#### Given request 1
In the ASSISTDataProvider notes, which two values can be passed as which_year?
#### Given request 2
Rewrite the paragraph in the ASSISTDataProvider notes that begins "The ASSISTDataProvider has a couple of modifications" as a shorter list that keeps its main facts.
#### Given request 3
Continue the ASSISTDataProvider notes from the point where they stop.
### Extracted text ###
I have based my code off the code here: https://github.com/siyuanzhao/2016-EDM. The

The ASSISTDataProvider has a couple of modifications compared to the usual DataProvider.
 - You need to give it the directory containing the .npz files
 - you can tell it which_year (09 or 15), since there are two different assist data sets, one from each year
 - For each batch, it produces inputs, targets AND target_ids.  The target_ids contain indices for extracting a predictions vector from the output of the RNN (exactly like the 2016-EDM code).
 - There is no .npz file for the validation set. Instead, we use k-fold cross validation by first constructing a DataProvider using the training data, and then calling get_k_folds method, which returns k tuples of DataProviders: (train_dp, val_dp)

In [3]:
import numpy as np
import pandas as pd
import scipy.sparse as sp
from data_provider import ASSISTDataProvider
from sklearn.model_selection import KFold

In [4]:
data_dir = '/home/ben/mlp/mlp-group-project/data/assist09/'

In [30]:
# batch_size = 10, so 10 students in this batch
train_dp = ASSISTDataProvider(data_dir=data_dir, batch_size=10, max_num_batches=1, shuffle_order=True)
### Given entries ###
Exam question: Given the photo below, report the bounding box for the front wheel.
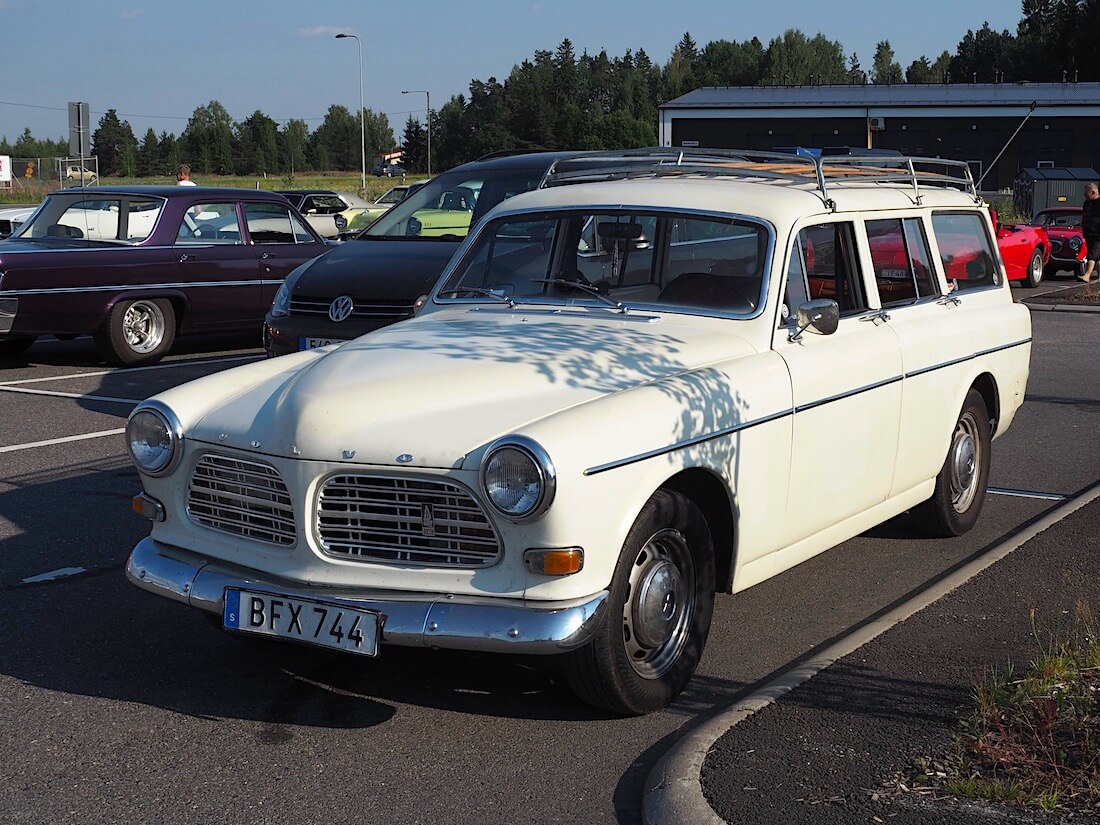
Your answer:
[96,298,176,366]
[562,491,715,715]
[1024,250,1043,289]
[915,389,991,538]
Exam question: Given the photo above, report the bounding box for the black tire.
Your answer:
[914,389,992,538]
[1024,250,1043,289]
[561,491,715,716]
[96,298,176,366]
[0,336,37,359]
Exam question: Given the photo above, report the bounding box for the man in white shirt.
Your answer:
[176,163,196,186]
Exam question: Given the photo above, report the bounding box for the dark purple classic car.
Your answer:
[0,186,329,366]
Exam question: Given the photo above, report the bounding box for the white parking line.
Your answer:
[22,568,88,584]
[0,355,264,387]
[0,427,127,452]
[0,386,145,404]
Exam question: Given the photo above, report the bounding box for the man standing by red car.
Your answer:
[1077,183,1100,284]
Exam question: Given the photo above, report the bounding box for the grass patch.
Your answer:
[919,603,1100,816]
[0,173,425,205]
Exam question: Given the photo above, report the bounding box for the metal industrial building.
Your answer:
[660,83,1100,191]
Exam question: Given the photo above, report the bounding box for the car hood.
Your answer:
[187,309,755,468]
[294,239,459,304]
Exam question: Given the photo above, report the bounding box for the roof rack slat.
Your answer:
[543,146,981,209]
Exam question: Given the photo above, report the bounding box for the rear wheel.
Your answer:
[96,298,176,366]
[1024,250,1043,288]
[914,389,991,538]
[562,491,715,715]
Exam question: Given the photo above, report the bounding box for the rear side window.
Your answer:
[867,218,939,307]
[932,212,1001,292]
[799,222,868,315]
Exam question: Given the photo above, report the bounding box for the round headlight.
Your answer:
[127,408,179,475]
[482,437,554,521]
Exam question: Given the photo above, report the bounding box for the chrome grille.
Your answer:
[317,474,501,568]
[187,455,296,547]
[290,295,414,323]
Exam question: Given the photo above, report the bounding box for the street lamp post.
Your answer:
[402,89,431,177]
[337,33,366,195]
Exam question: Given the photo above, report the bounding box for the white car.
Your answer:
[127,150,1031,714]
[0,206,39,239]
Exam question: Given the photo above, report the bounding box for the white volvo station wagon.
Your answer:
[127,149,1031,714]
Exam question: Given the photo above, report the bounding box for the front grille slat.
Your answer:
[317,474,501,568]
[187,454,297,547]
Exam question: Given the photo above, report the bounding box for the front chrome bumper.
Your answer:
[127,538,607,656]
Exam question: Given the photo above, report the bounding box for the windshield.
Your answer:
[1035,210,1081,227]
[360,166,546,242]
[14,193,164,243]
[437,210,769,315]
###
#### Result 1
09 or 15, one for each of the two assist data sets.

#### Result 2
How the ASSISTDataProvider differs from the usual DataProvider:
- It takes the directory holding the .npz files.
- which_year (09 or 15) picks one of the two assist data sets.
- Each batch yields inputs, targets and target_ids. The target_ids are indices for extracting a predictions vector from the RNN output, as in the 2016-EDM code.
- There is no validation .npz file. Instead, k-fold cross validation is used: build a DataProvider from the training data, then call get_k_folds, which returns k (train_dp, val_dp) tuples.

#### Result 3
In [32]:
for inputs, targets, target_ids in train_dp:
    
    # inputs is a list of arrays. List has length equal to max number of questions any student has answered
    print(len(inputs)) 
    
    # shape of design matrix for the first question each student answered
    # (1, num_students, length of feature vector)
    print(inputs[0].shape)
    
    # each student has a sequence of correctness scores (0=correct, 1=incorrect) for the problems they answered
    # targets is just a flattened array containing all these scores.
    print(len(targets))
    
    # indices that we need after learning to extract a predictions vector. Should be same shape as targets.
    print(len(target_ids))

973
(1, 10, 293)
816
816


In [37]:
# example of how to use cross-validiation
i = 1
for data_provider_train, data_provider_val in train_dp.get_k_folds(5):
    print('FOLD {}'.format(i))
    print('train data provider has {} students'.format(data_provider_train.inputs.shape[0]))
    print('val data provider has {} students'.format(data_provider_val.inputs.shape[0]))
    print('----------------')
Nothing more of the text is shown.